_Reading text:_
Atec Associates Ltd

JurisdictionUK Non-devolved
Judgment Date24 October 2016
Neutral Citation[2016] UKFTT 713 (TC)
Date24 October 2016
CourtFirst-tier Tribunal (Tax Chamber)
[2016] UKFTT 0713 (TC)

Judge Guy Brannan

Atec Associates Ltd

Renée Kalia appeared for the appellant

Howard Watkinson, Counsel, instructed by the General Counsel and Solicitor to HM Revenue and Customs, appeared for the respondents

Value added tax – Application by HMRC to strike out appeal – Tribunal Procedure (First-tier Tribunal) (Tax Chamber) Rules 2009 (SI 2009/273), r. 8(3)(b) – Whether appellant company had failed to co-operate with the tribunal to such an extent that the tribunal cannot deal with the proceedings fairly and justly – HMRC's application refused.

The First-tier Tribunal (FTT) dismissed HMRC's application for the strike out of an appeal, because the FTT decided that it could still deal with the proceedings fairly and justly.

Summary

HMRC applied to strike out Atec's appeal under Tribunal Procedure (First-tier Tribunal) (Tax Chamber) Rules 2009 (SI 2009/273), r. 8(3)(b) (“the Rules”), on the basis that Atec had failed to co-operate with the FTT to such an extent that the FTT cannot deal with the proceedings fairly and justly.

The dispute concerned alleged missing trader intra-Community (MTIC) fraud. HMRC rejected Atec's claims for repayment of input tax for periods 04/06, 05/06, 06/06 and 07/06 of more than £7m. The appeal had already been struck out twice, but then reinstated. This is yet another dispute concerning MTIC fraud, so much of the information is not of general interest and thus a detailed headnote has not been prepared.

_Given records:_
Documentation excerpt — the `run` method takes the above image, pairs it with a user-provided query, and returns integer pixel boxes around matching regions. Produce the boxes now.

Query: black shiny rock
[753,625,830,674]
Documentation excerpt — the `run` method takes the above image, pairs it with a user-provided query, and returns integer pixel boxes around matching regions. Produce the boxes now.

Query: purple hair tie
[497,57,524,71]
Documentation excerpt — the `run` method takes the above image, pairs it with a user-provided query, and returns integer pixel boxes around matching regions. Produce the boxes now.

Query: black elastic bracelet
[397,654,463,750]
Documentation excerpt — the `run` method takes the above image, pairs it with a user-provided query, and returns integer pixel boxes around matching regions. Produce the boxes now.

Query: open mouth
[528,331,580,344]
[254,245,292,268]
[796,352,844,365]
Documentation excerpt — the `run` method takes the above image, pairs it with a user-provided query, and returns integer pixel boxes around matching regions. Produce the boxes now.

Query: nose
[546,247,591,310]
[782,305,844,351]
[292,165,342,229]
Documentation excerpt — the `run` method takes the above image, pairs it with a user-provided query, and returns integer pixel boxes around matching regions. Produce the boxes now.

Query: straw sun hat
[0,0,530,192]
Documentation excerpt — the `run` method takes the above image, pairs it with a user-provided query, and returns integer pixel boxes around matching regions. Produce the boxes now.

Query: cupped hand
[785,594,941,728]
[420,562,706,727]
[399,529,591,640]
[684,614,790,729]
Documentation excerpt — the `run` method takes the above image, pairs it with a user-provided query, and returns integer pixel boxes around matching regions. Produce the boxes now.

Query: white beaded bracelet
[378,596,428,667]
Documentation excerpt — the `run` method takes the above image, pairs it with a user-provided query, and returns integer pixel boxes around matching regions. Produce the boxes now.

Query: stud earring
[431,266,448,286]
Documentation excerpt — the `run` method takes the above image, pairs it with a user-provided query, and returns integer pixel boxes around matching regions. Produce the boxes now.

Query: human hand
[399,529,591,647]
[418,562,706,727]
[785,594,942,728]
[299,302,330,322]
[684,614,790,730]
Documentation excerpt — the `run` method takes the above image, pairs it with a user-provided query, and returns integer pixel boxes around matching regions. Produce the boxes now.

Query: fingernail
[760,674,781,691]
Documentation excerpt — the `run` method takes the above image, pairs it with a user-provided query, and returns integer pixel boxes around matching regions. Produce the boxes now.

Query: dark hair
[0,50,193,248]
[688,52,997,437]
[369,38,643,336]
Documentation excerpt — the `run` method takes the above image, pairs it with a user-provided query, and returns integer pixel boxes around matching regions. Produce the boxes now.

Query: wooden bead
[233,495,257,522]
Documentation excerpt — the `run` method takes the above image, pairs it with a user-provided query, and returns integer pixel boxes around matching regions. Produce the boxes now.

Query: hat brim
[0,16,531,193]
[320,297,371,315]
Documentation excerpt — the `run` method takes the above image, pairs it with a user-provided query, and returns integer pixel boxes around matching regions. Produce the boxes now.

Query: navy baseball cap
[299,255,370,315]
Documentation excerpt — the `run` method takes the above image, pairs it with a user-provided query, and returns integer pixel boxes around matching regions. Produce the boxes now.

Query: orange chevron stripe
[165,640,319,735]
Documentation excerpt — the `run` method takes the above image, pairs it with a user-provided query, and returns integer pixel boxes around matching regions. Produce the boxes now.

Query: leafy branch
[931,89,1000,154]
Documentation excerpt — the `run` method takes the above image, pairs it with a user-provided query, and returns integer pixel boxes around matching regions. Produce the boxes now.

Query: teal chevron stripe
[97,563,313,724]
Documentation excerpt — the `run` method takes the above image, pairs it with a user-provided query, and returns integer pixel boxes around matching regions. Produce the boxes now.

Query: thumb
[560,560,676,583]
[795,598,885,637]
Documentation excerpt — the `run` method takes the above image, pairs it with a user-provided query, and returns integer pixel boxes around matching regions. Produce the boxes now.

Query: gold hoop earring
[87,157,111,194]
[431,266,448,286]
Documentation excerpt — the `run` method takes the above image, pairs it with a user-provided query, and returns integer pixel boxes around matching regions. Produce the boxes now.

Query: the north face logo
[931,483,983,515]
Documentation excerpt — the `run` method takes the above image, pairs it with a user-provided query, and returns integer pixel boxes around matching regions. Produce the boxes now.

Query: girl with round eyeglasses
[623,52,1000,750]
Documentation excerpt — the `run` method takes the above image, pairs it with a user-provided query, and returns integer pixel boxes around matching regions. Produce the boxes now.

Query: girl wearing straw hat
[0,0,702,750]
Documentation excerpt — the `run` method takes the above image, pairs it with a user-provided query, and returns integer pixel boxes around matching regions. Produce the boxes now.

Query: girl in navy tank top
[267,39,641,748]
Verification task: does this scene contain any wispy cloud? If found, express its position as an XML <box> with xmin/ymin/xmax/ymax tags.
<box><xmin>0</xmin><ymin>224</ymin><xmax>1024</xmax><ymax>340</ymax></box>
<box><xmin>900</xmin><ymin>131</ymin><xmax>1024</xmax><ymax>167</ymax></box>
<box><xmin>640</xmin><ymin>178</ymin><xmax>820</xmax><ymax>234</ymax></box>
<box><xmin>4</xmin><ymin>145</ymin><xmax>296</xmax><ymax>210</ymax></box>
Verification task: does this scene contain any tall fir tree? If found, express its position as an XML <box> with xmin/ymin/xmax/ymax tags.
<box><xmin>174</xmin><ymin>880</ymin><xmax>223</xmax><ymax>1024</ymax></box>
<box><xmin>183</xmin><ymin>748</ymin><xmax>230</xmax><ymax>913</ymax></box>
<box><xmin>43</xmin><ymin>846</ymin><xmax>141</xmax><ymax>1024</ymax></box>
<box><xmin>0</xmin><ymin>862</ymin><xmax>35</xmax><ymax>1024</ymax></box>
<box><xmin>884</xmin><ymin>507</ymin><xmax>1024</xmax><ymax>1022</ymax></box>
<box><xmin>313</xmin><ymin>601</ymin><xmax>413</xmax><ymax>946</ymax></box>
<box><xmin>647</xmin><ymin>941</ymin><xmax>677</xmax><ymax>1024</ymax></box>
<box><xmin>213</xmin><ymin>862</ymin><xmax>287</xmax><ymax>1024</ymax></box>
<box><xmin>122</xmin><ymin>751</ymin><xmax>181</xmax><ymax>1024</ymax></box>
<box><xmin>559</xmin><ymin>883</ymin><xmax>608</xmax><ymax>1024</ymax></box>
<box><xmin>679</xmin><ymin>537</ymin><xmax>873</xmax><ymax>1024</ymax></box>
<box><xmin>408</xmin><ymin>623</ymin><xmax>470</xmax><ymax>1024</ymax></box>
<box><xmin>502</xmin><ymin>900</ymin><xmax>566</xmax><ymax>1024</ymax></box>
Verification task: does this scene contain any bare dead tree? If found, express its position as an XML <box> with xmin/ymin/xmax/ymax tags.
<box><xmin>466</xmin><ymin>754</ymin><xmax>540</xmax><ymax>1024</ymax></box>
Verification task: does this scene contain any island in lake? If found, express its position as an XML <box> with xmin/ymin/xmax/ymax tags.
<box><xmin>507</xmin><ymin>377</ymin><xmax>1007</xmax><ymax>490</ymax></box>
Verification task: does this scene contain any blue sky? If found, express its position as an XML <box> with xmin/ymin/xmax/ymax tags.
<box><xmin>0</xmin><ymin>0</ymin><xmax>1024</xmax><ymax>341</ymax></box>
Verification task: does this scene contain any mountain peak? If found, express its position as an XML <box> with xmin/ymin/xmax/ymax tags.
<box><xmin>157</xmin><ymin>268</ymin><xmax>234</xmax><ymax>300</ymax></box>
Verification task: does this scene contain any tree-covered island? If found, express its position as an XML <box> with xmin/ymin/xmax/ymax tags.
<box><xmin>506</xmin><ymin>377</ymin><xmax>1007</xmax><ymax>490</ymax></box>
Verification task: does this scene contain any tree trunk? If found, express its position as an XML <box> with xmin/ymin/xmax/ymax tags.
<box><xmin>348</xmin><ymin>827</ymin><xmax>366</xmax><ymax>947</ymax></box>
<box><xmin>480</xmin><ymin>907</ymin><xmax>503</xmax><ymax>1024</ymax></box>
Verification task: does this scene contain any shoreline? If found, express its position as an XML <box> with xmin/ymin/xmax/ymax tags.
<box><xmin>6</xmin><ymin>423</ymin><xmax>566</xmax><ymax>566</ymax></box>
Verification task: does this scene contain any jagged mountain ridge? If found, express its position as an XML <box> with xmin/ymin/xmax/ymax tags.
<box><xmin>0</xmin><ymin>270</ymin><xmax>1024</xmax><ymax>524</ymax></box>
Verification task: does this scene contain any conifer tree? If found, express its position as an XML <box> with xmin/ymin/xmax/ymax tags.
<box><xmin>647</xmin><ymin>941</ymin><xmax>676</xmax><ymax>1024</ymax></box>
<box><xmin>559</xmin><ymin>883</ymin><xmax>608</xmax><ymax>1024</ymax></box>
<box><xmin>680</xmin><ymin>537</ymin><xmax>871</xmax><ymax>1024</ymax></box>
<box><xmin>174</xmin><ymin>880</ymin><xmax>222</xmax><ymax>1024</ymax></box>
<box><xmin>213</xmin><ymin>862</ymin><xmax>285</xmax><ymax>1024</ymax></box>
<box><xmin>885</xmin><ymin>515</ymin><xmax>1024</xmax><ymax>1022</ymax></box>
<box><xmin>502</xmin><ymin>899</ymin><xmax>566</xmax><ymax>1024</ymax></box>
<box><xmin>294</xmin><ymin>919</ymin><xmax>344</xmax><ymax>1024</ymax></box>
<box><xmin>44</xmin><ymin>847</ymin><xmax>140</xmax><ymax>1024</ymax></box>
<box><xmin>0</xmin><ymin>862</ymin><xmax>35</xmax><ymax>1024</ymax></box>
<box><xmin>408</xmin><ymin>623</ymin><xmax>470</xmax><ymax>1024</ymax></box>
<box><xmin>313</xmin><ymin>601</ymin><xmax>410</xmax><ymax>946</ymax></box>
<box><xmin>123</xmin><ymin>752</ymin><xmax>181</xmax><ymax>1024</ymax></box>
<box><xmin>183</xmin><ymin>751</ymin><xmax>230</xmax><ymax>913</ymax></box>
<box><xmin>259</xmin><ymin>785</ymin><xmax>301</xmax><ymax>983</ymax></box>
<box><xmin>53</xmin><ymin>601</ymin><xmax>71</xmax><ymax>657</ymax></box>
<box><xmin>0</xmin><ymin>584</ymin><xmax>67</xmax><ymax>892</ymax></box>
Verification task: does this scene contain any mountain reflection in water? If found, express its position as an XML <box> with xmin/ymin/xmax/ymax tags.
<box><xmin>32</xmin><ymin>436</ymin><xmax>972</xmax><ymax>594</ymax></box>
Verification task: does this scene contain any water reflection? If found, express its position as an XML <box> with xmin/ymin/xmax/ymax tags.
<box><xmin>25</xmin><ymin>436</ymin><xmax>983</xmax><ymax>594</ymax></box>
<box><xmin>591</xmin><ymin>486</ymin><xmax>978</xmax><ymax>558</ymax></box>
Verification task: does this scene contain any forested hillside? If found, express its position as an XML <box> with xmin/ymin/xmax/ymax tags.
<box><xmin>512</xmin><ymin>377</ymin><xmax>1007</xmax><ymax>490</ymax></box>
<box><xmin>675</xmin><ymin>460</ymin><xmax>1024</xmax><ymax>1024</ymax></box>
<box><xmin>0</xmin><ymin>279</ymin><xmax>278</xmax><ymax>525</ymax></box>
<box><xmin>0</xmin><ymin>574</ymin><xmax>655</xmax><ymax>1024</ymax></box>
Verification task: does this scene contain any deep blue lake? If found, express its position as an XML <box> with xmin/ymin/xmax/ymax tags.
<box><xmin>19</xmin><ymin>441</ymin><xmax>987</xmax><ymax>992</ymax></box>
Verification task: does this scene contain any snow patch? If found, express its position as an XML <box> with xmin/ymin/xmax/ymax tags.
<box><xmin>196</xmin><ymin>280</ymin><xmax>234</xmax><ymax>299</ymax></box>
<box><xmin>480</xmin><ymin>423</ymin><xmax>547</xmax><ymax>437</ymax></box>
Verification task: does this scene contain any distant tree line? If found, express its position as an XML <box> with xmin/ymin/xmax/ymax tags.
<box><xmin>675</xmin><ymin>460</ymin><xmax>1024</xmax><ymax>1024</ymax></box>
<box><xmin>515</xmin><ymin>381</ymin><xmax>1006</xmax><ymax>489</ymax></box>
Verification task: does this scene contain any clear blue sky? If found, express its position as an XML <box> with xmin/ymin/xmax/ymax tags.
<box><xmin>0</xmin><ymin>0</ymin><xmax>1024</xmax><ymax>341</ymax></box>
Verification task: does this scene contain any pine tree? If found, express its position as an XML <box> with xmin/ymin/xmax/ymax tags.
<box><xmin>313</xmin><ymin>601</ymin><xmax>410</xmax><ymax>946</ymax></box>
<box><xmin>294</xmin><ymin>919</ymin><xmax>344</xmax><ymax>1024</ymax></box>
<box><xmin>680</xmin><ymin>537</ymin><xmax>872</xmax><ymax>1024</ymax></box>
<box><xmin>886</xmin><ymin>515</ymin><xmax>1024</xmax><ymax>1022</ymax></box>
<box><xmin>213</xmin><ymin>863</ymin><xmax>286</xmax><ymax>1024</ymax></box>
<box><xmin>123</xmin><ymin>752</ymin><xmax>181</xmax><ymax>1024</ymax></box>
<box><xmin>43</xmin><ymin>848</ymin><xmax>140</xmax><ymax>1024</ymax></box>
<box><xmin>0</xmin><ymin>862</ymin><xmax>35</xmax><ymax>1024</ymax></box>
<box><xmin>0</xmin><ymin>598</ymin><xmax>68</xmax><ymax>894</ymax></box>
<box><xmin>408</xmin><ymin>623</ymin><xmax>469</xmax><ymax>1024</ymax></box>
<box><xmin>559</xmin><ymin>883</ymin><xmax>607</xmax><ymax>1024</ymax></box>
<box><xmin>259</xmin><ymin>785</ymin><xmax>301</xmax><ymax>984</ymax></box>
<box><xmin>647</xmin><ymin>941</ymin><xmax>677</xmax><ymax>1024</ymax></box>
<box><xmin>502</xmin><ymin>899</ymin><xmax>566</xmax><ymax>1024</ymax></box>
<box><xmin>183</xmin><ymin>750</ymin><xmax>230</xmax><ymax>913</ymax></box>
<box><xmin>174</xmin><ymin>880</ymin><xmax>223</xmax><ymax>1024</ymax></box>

_Required actions:_
A. Pick out every line in the listing that contains the word "navy".
B. Take the tax tribunal judgment further, starting after its last sentence.
The tax tribunal judgment and the listing are unrelated to each other.

_Outputs in order:_
A.
Query: navy baseball cap
Query: girl in navy tank top

B.
The FTT assured Atec that a failure to cross-examine a witness of fact, in relation to an opinion expressed by that witness, did not mean that the Atec would be treated as having accepted that opinion. Then Atec confirmed that it did not require any HMRC witness to attend for cross-examination. The FTT was satisfied that Atec understood that assurance (para. 31 to 37 of the decision).

The FTT noted that, in R & C Commrs v Fairford Group plc (in liquidation) VAT[2014] BVC 529, the Upper Tribunal held that, if an appellant serves no evidence challenging the evidence of HMRC's witnesses, then their evidence can be given, and will be accepted by the FTT. This avoids numerous witnesses being called unnecessarily

Later Atec reversed its position, and proposed to cross-examine some of HMRC's witnesses (para. 67 of the decision). The FTT said that the logistical difficulties caused by this change of heart jeopardised the hearing of the appeal within the allotted time, so it was hard to avoid the conclusion that Atec was, at best, indifferent as to whether the hearing schedule was disrupted (para. 99 of the decision). The FTT considered whether this erratic behaviour justified striking out the appeal under r. 8(3)(b).

The FTT held that, in exercising its discretion under r. 8(3)(b), it must take account of all relevant circumstances. In so doing, it should take account of the history of the appeal and, in the light of that history, the likely conduct of the appeal in future. Also, it must take account of the overriding objective of dealing with cases fairly and justly.

The FTT decided not to strike out the appeal, as that would be disproportionate. However, the FTT directed that Atec should not be permitted to cross-examine certain of HMRC's witnesses, being witnesses in relation to defaulters and contra-traders (para. 108 and 109 of the decision).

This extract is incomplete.